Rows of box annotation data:
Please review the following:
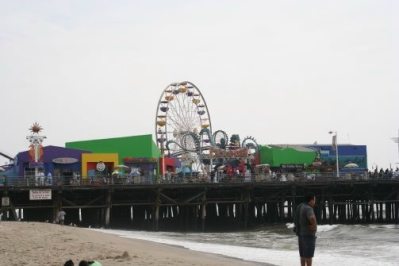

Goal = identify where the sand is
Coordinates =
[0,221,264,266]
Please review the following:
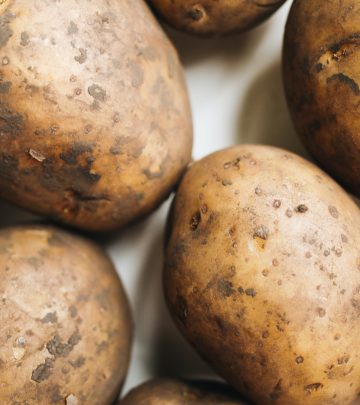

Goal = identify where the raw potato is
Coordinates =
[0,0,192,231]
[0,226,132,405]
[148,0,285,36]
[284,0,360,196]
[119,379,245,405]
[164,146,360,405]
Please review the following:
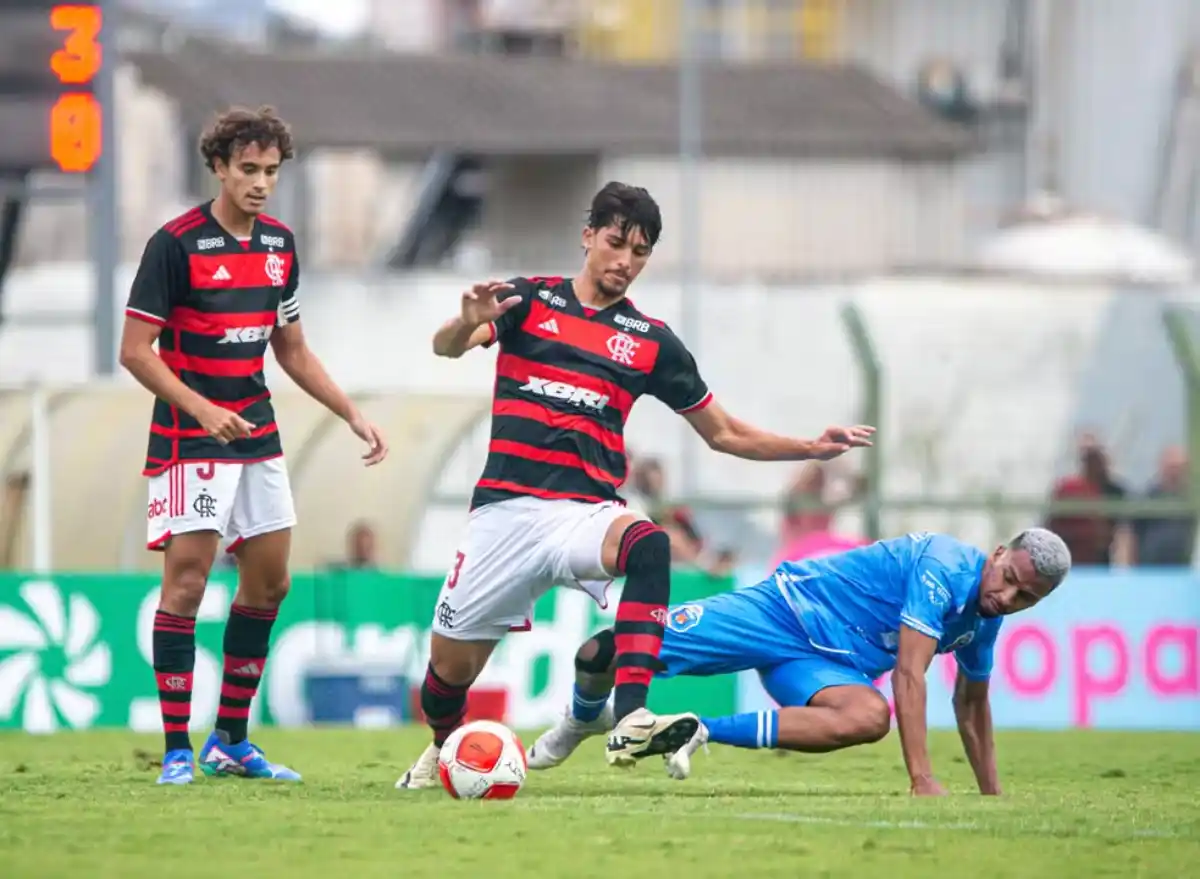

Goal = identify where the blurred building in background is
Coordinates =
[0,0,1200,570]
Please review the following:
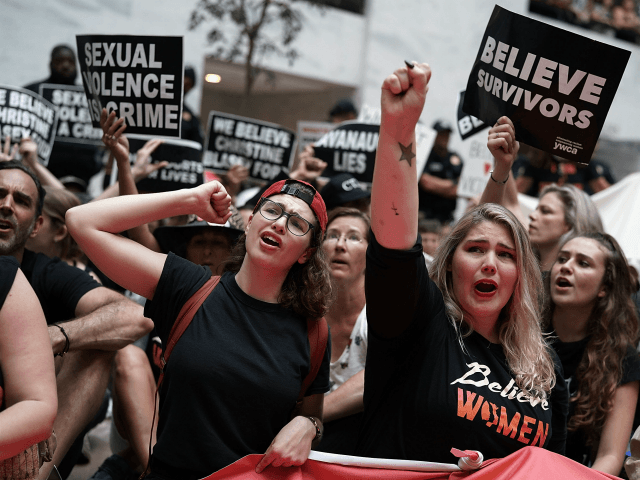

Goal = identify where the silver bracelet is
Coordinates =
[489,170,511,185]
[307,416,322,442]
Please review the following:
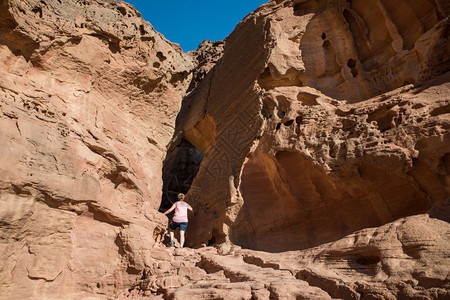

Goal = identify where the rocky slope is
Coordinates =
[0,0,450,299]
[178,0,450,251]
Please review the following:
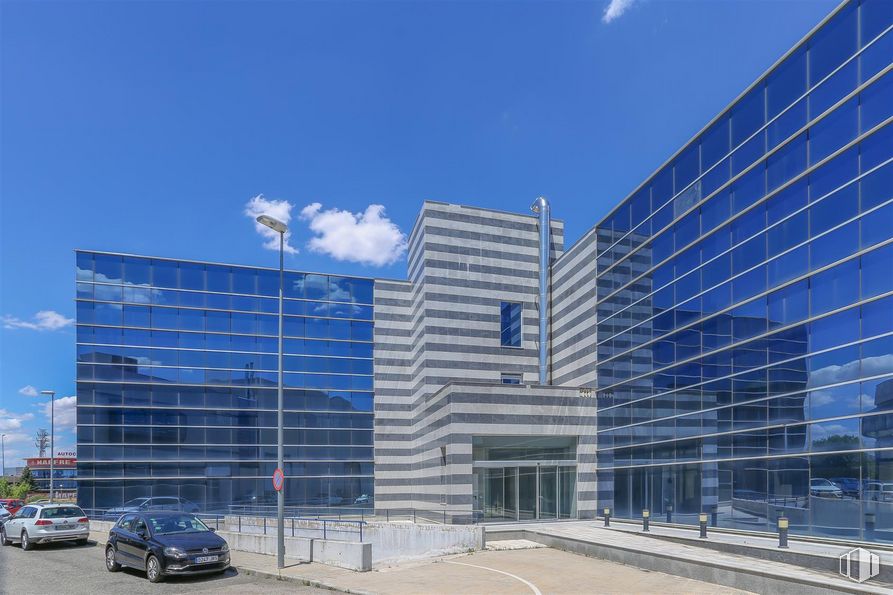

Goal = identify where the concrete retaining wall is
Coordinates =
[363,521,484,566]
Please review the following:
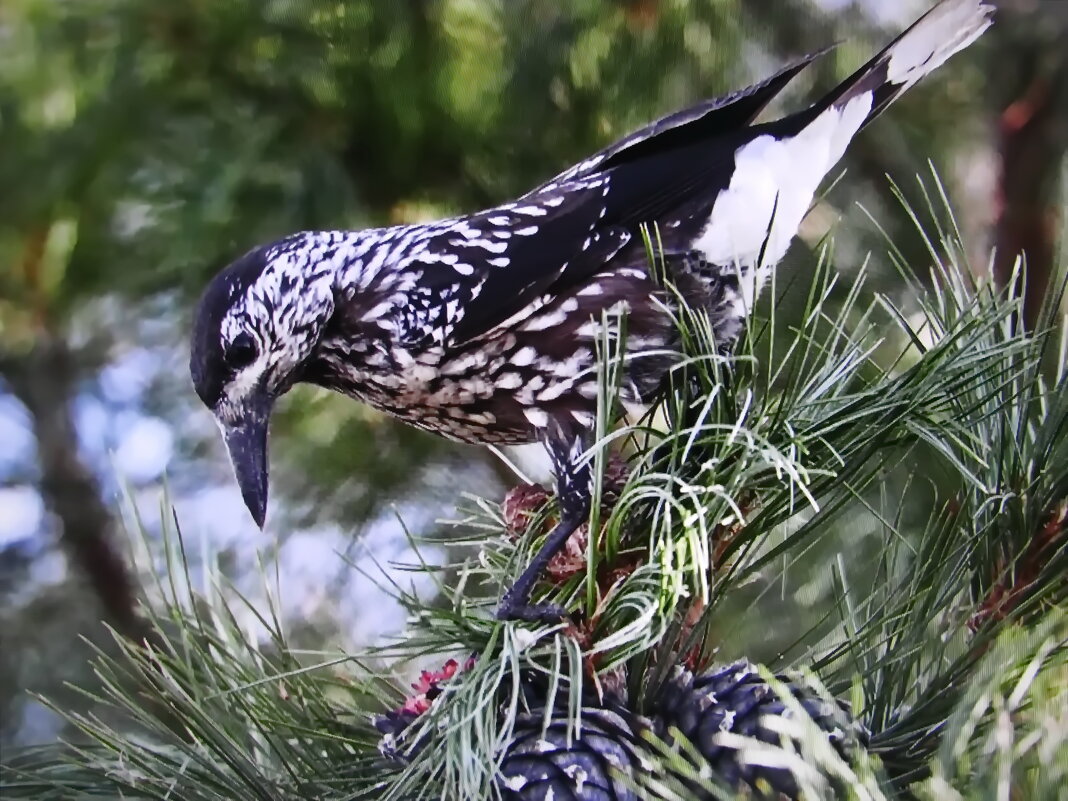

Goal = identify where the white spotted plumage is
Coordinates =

What this task involves:
Output the lines of these rows as a Markdown table with the columns "No." and "Line", numbering each non-blank line and skipping blank ones. Omit the pictures from the table.

Task response:
| No. | Line |
|---|---|
| 1 | Please review the following: |
| 2 | Goal = identify where the sand is |
| 3 | Coordinates = |
| 4 | [0,221,264,266] |
| 5 | Please review the following: |
| 6 | Goal = identify where the raw potato is |
| 7 | Coordinates = |
| 8 | [0,0,192,231] |
| 9 | [0,226,132,405] |
| 10 | [148,0,285,36] |
| 11 | [284,0,360,196] |
| 12 | [119,379,245,405] |
| 13 | [164,146,360,405] |
| 14 | Please review the following: |
| 15 | Goal = identify where the blurred building in background is |
| 16 | Coordinates = |
| 17 | [0,0,1200,570] |
| 18 | Please review the following: |
| 19 | Goal = identify where the silver bracelet is |
| 20 | Coordinates = |
| 21 | [489,170,511,185] |
| 22 | [307,416,322,442] |
| 23 | Please review the following: |
| 24 | Goal = identify where the rocky slope is |
| 25 | Coordinates = |
| 26 | [0,0,450,299] |
| 27 | [178,0,450,251] |
| 28 | Please review the following: |
| 29 | Goal = identify where the concrete retaining wall is |
| 30 | Coordinates = |
| 31 | [363,521,484,566] |
| 32 | Please review the following: |
| 33 | Goal = identify where the white spotted plumage is |
| 34 | Coordinates = |